ABOUT THIS TASK:
Go through the records and copy each line where the string "drawer" occurs.
==== DATASET EXTRACT ====
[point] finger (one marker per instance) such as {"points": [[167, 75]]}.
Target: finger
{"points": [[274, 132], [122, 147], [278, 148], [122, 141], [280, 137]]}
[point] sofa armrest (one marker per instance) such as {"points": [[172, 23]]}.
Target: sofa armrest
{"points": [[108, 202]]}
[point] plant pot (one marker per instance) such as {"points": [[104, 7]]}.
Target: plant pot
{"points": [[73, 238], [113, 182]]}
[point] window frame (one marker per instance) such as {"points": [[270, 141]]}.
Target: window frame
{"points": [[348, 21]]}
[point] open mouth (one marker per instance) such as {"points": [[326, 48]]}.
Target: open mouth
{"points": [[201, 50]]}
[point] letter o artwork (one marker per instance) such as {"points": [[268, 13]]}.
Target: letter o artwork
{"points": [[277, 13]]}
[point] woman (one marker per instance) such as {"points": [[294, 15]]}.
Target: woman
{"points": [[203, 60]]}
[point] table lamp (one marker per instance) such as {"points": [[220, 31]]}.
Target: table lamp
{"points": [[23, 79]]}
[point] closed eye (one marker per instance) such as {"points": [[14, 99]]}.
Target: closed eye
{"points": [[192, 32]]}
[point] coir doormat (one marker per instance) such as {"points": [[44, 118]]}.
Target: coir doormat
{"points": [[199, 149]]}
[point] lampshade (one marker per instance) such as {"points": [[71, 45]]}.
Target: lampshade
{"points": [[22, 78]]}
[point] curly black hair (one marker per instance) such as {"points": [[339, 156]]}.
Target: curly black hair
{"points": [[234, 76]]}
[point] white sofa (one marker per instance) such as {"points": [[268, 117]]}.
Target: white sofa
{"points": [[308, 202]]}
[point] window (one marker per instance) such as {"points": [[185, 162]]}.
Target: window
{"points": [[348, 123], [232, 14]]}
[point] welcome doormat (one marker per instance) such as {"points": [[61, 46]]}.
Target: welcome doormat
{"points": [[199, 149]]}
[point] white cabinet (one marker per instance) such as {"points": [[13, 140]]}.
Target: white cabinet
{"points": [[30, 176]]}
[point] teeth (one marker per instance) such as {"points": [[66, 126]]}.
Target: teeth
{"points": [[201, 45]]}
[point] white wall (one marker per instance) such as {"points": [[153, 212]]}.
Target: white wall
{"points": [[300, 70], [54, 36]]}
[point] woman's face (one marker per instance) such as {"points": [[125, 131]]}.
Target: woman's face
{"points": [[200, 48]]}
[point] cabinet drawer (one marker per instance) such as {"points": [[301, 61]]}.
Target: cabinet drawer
====
RESPONSE TO THE TASK:
[point] cabinet drawer (one marker per instance) such as {"points": [[301, 61]]}.
Target: cabinet drawer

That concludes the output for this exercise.